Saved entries
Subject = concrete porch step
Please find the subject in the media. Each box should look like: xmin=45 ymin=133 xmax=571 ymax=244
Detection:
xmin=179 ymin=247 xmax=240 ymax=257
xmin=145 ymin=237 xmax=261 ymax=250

WORK TO BE COMPLETED: Print the data in full. Match it exactly.

OUTPUT:
Subject = concrete porch step
Please find the subject in the media. Each box should look like: xmin=45 ymin=133 xmax=571 ymax=244
Detection:
xmin=179 ymin=247 xmax=240 ymax=257
xmin=145 ymin=237 xmax=261 ymax=250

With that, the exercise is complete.